SRSA said it seemed that Provincial Treasury looked at the monies received for S and R from National Department and would then decide that the grant would be enough and therefore S and R would not require additional funding from the provincial fiscus. That was not a sustainable reliance in that SRSA had for example had transferred R88 million to Gauteng. That Provincial Treasury had then decided S and R had had enough funding for them to run the programmes and had alternatively redirected the grant from SRSA to other priorities. The risk occurred when the grant was no longer there, because there had to be a standard framework for maintaining the allocations to the respective Departments.

During the discussions which followed the presentations, an IFP Members extended the Committee’s condolences to BSA over the passing of female boxer, Phindile Mwelase. He asked what the actual issues were with the broadcasting challenges between BSA and the South African Broadcasting Cooperation (SABC).  Could BSA speak about its organogram and the salaries of the officials at the entity compared to its budget and commented that those titles raised expectations. He asked whether that did not contribute to why it spent a lot on salaries. He asked why there were no figures on the SRSA financial performance report. He recalled that the Committee had complained about the poor monitoring by SRSA on the provinces and that fiscal dumping was on going in provincial SRSAs towards the end of the financial year. He asked when National SRSA would sort out those issues in provinces.

Members requested that BSA should communicate with the Committee on happenings so that Members should not have to get information from the Media and the Committee could make informed decisions and statements as well.

The Committee asked if SRSA could consider establishing sporting facilities were Members of Parliament (MPs) stayed. Members asked who was paying boxing provincial managers and was kick boxing part of BSA. Who were the board members that had resigned from the previous board?
 

Meeting report

Opening Remarks by Chairperson
The Chairperson opened the proceedings with a moment of silent prayer and thereafter welcomed the Department of Sport and Recreation (SRSA) and Boxing South Africa (BSA).

## RECORD EXTRACTS
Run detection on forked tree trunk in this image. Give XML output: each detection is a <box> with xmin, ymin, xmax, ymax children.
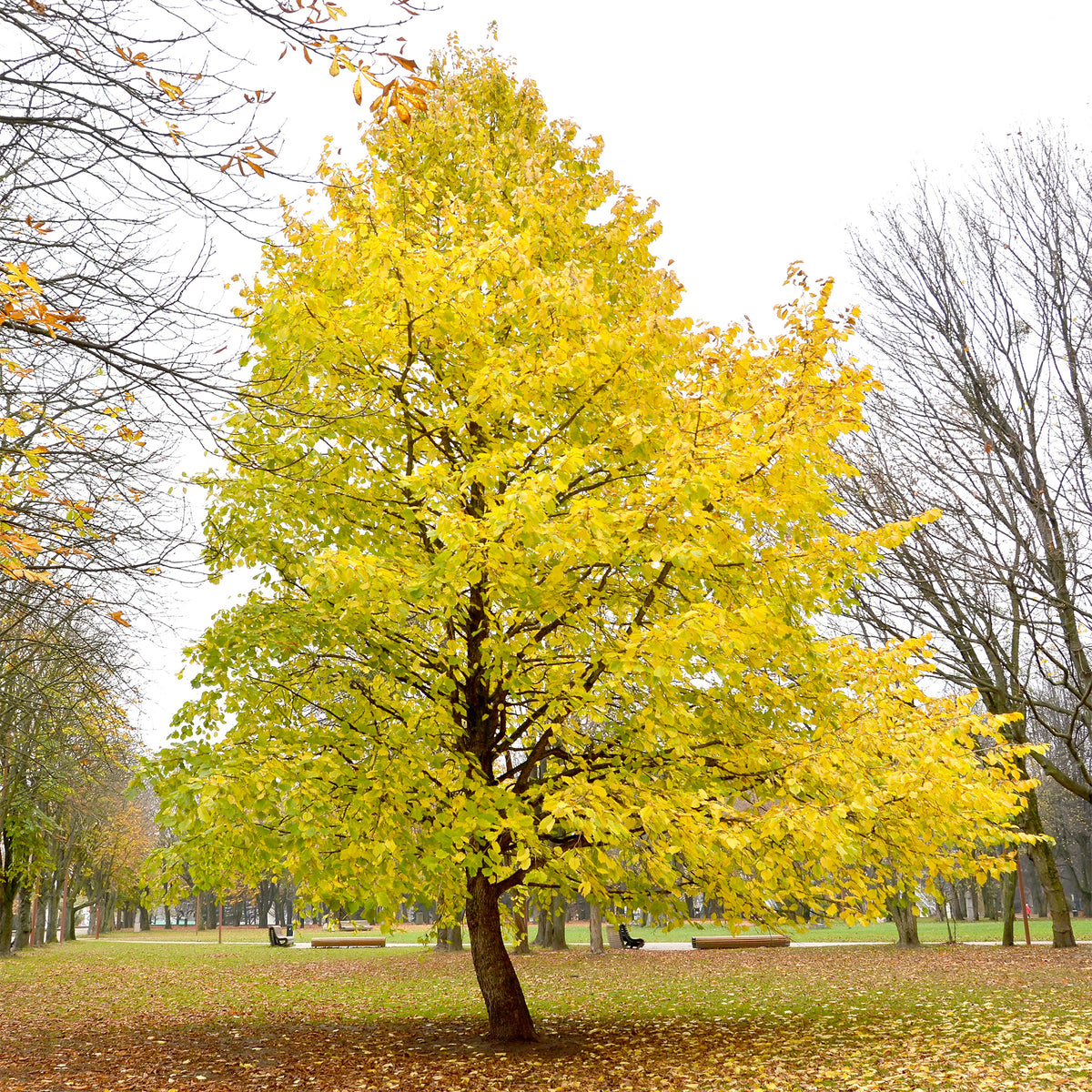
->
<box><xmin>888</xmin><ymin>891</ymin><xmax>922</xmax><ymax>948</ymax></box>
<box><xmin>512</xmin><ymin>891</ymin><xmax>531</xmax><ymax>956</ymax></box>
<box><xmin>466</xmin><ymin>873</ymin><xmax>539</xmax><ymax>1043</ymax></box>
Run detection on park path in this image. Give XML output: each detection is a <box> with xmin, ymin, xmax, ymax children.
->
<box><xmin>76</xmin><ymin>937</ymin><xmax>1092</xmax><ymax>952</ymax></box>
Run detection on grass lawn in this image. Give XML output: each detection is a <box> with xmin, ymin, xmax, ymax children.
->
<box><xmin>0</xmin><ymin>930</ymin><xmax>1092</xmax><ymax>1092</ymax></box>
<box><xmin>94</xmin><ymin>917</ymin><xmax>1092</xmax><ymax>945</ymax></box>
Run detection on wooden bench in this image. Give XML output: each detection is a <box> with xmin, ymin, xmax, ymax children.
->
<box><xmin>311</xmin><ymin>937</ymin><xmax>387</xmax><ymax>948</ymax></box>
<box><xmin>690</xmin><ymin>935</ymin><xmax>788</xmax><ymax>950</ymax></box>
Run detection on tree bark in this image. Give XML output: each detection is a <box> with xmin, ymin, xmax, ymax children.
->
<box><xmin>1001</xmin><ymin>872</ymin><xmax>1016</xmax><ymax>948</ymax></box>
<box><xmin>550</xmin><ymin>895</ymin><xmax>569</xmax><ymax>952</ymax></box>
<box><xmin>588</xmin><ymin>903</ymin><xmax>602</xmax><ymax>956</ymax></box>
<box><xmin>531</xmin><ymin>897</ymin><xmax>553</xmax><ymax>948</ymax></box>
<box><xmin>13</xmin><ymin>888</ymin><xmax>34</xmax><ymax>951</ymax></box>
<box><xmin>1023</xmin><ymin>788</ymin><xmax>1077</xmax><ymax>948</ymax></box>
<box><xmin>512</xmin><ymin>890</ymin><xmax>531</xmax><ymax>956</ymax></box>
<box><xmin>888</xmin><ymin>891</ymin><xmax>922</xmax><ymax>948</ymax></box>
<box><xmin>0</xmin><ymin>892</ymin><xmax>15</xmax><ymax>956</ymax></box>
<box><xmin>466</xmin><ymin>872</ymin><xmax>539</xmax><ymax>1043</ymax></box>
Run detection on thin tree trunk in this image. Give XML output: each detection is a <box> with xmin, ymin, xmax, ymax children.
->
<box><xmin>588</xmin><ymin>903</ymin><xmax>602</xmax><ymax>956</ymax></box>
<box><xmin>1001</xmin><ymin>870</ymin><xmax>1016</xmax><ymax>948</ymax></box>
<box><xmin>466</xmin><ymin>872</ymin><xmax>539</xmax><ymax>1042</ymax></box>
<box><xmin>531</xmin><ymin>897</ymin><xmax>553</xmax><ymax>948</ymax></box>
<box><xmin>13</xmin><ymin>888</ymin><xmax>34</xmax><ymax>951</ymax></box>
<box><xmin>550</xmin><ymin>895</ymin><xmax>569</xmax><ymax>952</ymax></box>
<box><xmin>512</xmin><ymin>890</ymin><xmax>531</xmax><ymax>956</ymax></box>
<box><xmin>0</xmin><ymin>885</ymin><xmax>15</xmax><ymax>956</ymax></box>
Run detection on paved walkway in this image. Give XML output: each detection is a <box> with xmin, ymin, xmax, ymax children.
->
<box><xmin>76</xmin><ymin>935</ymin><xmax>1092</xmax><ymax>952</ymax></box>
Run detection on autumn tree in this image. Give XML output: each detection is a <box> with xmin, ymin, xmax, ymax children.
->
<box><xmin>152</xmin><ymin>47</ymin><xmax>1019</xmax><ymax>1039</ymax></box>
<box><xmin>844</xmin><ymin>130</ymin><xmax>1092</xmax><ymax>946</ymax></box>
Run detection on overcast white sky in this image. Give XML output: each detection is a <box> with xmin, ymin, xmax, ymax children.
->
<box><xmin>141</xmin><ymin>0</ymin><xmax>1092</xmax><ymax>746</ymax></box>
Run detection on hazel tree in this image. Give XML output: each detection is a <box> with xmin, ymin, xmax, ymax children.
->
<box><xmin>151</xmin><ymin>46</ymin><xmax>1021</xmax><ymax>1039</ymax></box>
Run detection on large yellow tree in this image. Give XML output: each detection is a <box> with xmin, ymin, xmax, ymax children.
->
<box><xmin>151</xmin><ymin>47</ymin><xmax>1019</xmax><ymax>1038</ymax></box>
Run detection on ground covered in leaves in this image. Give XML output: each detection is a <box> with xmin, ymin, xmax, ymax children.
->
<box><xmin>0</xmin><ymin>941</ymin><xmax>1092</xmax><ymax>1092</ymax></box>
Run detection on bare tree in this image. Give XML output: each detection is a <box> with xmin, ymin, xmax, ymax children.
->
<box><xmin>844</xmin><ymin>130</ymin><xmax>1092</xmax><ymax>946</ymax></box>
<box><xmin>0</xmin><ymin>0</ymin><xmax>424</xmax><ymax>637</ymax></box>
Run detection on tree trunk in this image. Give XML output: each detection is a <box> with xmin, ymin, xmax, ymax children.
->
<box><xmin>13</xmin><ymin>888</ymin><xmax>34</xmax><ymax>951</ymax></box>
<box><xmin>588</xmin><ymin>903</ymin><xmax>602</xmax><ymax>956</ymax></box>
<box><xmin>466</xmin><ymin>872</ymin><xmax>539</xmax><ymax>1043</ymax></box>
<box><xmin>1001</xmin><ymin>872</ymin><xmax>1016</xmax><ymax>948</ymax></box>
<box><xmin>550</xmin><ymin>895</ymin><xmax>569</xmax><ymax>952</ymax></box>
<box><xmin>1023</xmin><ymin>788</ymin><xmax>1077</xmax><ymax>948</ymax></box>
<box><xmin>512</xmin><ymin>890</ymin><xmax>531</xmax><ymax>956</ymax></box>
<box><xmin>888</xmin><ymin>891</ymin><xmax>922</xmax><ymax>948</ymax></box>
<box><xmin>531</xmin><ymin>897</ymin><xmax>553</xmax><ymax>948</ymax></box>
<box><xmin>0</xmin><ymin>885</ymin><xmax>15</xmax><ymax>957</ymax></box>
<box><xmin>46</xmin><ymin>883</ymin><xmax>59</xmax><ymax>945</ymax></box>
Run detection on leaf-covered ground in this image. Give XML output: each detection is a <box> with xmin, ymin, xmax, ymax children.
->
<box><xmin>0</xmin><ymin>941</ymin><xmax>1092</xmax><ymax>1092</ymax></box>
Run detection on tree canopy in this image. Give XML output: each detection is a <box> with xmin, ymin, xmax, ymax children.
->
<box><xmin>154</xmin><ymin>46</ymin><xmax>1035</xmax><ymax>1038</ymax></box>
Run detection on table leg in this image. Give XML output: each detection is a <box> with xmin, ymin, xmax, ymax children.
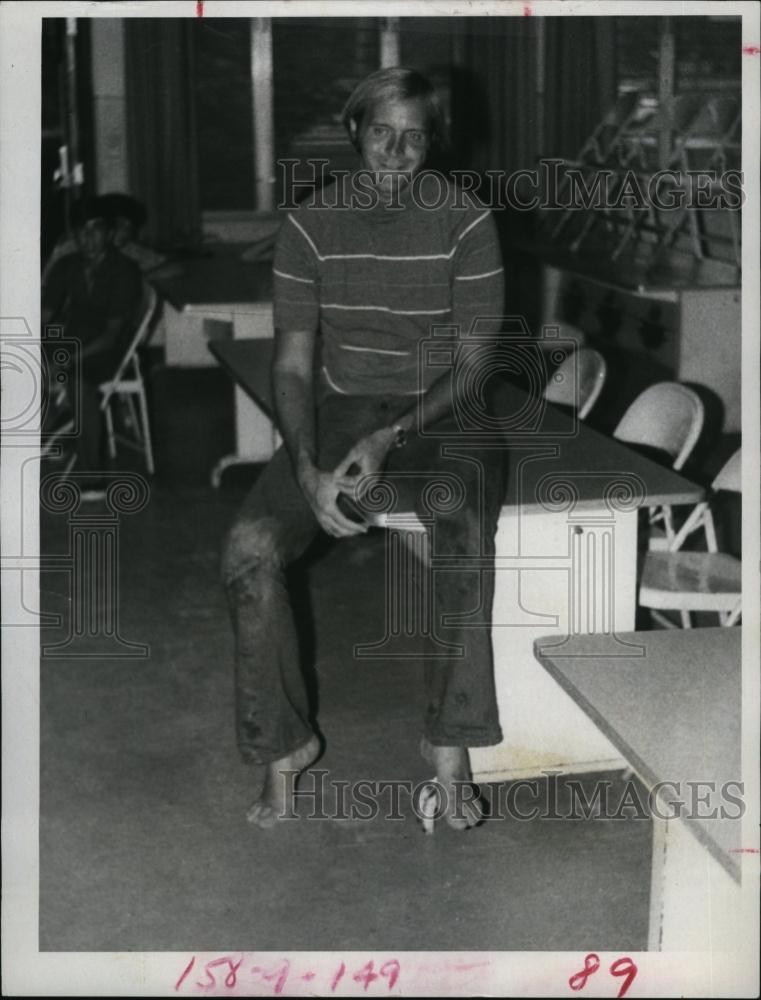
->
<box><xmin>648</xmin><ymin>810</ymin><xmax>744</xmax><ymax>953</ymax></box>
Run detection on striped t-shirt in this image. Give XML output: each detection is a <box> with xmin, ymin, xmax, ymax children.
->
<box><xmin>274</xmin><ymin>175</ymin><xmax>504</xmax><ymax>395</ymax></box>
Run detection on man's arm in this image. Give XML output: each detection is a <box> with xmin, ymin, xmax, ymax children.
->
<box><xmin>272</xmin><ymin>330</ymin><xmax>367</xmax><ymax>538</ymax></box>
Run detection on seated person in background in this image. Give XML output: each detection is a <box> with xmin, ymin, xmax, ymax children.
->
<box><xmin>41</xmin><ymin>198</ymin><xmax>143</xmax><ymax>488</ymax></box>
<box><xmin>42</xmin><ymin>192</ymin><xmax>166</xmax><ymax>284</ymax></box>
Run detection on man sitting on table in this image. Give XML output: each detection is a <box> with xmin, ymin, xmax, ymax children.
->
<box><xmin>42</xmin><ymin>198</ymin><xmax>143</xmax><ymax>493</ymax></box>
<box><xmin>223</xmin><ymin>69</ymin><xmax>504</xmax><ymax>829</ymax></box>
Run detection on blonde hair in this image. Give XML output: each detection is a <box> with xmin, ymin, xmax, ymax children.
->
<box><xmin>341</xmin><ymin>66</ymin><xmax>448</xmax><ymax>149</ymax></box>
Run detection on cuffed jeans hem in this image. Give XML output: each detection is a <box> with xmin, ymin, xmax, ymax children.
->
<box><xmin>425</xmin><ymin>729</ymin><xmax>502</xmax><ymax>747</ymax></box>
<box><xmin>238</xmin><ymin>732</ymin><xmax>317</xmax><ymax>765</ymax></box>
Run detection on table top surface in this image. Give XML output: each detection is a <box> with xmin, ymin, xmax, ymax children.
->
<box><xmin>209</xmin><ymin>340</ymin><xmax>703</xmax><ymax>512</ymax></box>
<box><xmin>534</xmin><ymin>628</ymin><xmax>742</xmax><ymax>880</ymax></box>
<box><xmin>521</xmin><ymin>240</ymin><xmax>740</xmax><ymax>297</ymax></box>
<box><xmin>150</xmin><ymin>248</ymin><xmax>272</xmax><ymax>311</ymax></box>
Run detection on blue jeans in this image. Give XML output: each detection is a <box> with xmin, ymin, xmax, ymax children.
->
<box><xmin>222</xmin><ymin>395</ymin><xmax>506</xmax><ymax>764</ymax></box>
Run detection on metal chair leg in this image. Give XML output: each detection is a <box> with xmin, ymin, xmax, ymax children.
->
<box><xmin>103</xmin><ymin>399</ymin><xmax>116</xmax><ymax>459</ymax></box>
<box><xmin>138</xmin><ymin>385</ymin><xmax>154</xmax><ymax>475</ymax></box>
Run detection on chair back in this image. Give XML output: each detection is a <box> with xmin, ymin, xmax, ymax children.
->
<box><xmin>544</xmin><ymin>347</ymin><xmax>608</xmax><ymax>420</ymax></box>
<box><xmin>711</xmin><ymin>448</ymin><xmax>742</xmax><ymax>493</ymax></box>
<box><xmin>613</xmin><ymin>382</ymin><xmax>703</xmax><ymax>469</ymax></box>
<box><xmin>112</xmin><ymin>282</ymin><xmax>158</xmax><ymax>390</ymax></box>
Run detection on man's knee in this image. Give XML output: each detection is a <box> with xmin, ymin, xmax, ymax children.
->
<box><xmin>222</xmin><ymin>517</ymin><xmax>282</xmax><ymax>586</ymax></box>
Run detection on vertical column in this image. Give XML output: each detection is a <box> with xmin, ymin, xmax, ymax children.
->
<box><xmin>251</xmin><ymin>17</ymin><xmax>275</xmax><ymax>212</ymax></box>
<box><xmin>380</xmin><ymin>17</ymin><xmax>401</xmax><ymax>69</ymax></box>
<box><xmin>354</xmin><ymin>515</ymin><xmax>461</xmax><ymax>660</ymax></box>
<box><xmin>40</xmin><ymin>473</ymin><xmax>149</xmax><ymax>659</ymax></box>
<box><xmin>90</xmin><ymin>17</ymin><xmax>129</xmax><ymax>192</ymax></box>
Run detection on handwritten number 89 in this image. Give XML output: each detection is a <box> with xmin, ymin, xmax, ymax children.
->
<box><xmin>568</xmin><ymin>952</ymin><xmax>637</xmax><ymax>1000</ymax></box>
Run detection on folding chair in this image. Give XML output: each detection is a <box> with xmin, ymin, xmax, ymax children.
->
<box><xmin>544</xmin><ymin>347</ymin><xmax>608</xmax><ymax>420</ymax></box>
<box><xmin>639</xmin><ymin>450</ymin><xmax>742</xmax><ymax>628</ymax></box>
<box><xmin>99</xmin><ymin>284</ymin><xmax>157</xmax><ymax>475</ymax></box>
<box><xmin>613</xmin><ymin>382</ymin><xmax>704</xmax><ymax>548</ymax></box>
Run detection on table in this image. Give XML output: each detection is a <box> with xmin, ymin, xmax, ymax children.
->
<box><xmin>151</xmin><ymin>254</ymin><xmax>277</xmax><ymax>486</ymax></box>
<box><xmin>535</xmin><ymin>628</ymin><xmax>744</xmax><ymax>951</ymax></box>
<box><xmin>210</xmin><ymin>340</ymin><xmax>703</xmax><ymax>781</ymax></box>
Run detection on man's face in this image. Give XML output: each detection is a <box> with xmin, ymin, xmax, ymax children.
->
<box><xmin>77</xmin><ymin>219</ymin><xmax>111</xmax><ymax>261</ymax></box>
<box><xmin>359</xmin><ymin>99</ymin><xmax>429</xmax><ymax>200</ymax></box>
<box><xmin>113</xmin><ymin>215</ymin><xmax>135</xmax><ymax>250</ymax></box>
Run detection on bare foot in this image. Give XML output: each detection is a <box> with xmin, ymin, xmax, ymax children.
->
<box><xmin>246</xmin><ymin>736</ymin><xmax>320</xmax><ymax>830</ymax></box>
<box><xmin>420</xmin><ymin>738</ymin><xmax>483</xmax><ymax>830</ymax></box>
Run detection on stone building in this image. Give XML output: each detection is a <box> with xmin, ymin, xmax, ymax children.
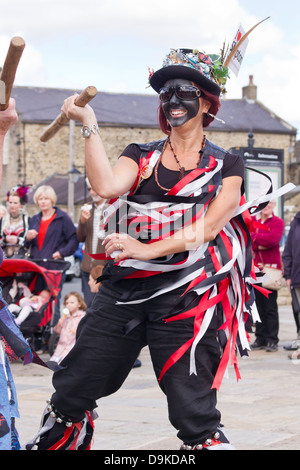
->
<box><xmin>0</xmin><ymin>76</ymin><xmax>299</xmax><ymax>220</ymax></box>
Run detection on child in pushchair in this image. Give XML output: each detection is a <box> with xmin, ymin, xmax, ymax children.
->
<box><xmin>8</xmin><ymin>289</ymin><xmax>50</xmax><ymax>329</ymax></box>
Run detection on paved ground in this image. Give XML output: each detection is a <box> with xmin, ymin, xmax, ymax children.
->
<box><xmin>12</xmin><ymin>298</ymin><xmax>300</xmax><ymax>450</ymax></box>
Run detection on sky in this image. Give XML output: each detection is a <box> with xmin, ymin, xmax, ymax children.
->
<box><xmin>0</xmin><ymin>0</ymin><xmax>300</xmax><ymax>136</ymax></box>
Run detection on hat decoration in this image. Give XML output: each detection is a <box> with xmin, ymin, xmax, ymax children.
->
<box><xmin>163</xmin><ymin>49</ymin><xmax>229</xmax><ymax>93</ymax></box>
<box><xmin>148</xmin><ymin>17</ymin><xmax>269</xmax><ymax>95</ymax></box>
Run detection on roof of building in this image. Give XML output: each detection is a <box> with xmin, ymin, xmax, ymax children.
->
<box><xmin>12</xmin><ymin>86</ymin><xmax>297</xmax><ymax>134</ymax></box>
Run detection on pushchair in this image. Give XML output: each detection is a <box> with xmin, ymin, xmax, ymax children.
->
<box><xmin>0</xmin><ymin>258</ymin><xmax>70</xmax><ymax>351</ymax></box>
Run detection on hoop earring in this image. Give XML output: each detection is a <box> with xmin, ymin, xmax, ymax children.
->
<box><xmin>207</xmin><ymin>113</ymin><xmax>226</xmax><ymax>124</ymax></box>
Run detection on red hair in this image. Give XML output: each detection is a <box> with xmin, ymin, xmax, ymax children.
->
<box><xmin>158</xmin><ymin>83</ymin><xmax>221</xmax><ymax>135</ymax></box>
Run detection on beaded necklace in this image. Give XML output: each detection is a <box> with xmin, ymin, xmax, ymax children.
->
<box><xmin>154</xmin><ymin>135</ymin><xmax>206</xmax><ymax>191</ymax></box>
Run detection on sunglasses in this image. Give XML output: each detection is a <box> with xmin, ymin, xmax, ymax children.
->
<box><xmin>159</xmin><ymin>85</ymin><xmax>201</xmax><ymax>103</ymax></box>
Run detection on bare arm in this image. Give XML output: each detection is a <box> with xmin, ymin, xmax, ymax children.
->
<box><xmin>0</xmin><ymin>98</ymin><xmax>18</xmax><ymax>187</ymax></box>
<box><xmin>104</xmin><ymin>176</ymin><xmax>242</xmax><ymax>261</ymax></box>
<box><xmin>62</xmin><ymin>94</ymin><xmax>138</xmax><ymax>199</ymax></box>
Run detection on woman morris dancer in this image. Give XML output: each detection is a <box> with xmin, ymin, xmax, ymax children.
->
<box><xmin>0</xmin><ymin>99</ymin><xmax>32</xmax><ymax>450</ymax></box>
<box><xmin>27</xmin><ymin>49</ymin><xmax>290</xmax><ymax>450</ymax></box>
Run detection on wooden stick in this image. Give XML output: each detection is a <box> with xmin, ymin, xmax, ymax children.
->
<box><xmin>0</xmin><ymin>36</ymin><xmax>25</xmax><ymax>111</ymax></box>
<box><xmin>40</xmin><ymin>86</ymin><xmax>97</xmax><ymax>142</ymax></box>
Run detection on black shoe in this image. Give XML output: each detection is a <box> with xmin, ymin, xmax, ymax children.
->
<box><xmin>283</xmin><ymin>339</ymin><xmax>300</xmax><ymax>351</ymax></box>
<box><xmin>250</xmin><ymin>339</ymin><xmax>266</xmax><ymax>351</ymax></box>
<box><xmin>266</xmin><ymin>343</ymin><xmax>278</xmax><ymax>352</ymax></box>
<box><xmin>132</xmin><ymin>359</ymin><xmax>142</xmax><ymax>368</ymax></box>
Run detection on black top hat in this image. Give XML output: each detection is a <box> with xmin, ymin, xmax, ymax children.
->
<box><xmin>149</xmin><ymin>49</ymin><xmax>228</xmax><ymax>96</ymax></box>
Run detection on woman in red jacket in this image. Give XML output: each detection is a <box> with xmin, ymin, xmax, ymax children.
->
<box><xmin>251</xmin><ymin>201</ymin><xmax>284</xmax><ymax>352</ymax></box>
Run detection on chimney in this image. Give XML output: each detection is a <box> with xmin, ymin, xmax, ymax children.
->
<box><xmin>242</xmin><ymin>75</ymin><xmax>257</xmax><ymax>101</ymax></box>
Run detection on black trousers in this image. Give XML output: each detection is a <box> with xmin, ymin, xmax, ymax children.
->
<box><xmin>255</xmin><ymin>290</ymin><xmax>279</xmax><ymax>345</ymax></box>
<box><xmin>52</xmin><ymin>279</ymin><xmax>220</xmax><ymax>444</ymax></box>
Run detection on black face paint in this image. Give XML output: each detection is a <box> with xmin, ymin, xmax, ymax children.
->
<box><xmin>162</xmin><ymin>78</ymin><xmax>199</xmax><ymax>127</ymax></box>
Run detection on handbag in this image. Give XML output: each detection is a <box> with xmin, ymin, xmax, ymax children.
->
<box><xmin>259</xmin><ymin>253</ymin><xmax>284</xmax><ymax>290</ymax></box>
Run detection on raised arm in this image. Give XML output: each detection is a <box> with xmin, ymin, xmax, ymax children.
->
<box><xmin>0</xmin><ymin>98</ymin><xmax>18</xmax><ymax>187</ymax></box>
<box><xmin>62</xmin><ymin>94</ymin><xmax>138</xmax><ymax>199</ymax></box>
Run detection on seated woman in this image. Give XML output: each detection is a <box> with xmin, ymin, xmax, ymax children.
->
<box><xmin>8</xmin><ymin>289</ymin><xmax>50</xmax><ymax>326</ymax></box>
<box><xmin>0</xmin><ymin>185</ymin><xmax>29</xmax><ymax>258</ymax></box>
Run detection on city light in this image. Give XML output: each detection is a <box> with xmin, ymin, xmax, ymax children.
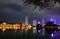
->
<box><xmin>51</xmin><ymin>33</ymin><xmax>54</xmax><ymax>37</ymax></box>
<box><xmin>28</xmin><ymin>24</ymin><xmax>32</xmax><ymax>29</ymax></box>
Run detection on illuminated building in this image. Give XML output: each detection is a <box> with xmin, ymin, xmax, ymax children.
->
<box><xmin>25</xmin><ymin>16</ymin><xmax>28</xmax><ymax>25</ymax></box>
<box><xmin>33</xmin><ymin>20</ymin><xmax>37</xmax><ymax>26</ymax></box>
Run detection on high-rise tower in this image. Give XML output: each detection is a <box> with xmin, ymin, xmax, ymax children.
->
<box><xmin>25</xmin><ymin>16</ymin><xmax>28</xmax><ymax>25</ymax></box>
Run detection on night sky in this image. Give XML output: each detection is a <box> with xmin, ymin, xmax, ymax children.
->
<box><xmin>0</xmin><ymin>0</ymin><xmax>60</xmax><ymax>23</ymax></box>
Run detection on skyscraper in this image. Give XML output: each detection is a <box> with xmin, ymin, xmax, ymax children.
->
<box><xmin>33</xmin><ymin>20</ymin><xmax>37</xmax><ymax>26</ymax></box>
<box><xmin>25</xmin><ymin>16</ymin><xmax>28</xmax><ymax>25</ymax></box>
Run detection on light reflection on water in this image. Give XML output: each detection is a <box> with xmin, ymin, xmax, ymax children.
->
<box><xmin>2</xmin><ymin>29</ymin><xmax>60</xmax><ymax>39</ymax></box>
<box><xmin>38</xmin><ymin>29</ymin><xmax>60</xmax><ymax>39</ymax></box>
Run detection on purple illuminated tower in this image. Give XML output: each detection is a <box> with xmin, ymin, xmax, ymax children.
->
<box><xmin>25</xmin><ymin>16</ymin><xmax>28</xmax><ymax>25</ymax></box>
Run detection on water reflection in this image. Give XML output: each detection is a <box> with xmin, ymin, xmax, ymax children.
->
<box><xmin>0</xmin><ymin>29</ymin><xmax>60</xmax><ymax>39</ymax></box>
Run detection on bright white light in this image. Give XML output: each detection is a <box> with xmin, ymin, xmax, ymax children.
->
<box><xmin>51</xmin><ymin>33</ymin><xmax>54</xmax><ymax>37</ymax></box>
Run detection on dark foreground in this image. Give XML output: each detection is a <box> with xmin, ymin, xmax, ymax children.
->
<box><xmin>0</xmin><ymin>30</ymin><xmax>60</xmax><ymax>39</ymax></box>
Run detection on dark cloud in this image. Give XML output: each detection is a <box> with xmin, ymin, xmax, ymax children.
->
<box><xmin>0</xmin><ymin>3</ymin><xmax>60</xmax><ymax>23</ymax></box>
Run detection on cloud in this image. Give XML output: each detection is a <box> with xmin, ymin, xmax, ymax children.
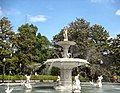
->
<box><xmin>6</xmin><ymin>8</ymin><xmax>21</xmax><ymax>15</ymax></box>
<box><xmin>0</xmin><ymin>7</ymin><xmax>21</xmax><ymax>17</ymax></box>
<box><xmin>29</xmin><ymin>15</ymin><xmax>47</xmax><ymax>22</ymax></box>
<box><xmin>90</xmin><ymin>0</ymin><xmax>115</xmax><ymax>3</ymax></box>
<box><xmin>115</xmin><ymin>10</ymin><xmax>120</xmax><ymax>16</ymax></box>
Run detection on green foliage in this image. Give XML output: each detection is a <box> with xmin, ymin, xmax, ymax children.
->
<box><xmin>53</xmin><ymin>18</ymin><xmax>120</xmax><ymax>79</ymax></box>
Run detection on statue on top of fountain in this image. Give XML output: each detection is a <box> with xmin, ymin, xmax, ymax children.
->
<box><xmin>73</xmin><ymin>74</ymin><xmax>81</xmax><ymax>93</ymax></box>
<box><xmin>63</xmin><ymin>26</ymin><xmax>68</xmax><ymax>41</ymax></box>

## THE TASKS
1. Answer these questions using the meeting report above:
(a) How much money did SRSA transfer to Gauteng?
(b) Which female boxer's passing led to condolences being extended to BSA?
(c) With what did the Chairperson open the proceedings?
2. Write out the passage of the meeting report between "Members requested that" and "the previous board?", inclusive.

## ANSWERS TO EACH TASK
1.
(a) R88 million
(b) Phindile Mwelase
(c) A moment of silent prayer

2.
Members requested that BSA should communicate with the Committee on happenings so that Members should not have to get information from the Media and the Committee could make informed decisions and statements as well.

The Committee asked if SRSA could consider establishing sporting facilities were Members of Parliament (MPs) stayed. Members asked who was paying boxing provincial managers and was kick boxing part of BSA. Who were the board members that had resigned from the previous board?